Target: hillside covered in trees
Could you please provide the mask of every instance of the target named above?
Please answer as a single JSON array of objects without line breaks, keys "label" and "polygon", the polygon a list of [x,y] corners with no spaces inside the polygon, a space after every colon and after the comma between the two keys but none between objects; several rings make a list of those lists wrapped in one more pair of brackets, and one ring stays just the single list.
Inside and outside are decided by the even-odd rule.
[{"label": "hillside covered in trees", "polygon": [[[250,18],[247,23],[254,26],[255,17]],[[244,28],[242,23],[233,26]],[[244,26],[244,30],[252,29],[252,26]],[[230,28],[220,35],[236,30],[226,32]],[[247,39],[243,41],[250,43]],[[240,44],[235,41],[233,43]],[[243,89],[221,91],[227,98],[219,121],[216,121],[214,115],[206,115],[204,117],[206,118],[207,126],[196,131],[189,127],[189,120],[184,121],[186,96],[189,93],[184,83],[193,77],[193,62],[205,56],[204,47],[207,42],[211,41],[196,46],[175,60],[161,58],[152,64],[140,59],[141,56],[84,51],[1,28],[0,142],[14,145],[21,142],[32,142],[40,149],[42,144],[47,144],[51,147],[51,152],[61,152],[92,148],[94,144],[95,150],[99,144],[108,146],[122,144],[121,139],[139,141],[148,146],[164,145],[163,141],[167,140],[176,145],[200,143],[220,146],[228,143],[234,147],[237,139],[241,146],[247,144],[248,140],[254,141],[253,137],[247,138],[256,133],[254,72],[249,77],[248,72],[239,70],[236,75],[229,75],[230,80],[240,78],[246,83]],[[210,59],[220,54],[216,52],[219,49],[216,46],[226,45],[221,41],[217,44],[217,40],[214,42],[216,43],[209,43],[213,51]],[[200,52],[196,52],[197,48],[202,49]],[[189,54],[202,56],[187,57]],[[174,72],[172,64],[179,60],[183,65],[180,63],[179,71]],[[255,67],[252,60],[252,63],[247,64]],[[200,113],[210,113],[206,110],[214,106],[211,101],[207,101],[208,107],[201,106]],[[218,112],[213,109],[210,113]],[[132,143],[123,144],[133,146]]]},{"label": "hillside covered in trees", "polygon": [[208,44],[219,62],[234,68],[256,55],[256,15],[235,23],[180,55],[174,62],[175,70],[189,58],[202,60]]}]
####################
Cetak kembali setiap baris dari seluruh catatan di atas tanpa mengubah satu karakter pun.

Target: hillside covered in trees
Could you please provide the mask of every instance of the target named above?
Please answer as a single JSON array of objects without line breaks, keys "label" and "polygon", the polygon a list of [x,y] corners with no spaces inside the polygon, a space after every colon and after the comma between the two keys but none between objects; several rings make a list of those lists wrapped in one more pair of brackets, and one ring stays just the single list.
Inside and outside are decided by the even-odd rule.
[{"label": "hillside covered in trees", "polygon": [[[250,18],[247,23],[254,26],[255,17]],[[244,28],[242,23],[233,26]],[[244,26],[244,30],[252,29],[252,26]],[[230,28],[220,35],[236,30],[226,32]],[[247,39],[243,41],[250,43]],[[240,44],[235,41],[233,43]],[[243,89],[221,91],[227,98],[219,121],[216,121],[214,115],[206,115],[204,117],[206,118],[207,126],[196,131],[189,127],[189,120],[184,121],[186,96],[189,93],[184,83],[193,77],[193,62],[205,56],[204,47],[207,42],[211,41],[196,46],[175,60],[161,58],[152,64],[140,59],[141,56],[84,51],[1,28],[0,142],[14,145],[21,142],[32,142],[40,149],[42,144],[47,144],[51,147],[51,152],[61,152],[92,148],[94,144],[95,150],[99,144],[108,146],[122,144],[121,139],[139,141],[148,146],[164,145],[163,141],[167,140],[176,145],[200,143],[220,146],[228,143],[234,147],[237,139],[241,146],[247,144],[248,140],[254,141],[253,137],[247,138],[256,133],[254,72],[249,77],[248,72],[239,70],[236,75],[229,75],[230,80],[240,78],[246,83]],[[210,59],[220,54],[216,52],[219,49],[216,46],[226,45],[221,41],[217,44],[217,40],[214,42],[216,43],[209,43],[213,51]],[[200,52],[196,52],[197,48],[202,49]],[[189,54],[202,56],[187,57]],[[174,72],[172,64],[179,60],[183,65],[180,63],[179,71]],[[255,67],[252,60],[252,63],[247,64]],[[200,113],[210,113],[206,110],[214,106],[211,101],[207,101],[208,107],[201,106]],[[218,112],[213,109],[210,113]],[[132,143],[123,144],[133,146]]]},{"label": "hillside covered in trees", "polygon": [[208,44],[219,62],[234,68],[256,55],[256,15],[235,23],[180,55],[174,62],[175,70],[189,58],[202,60]]}]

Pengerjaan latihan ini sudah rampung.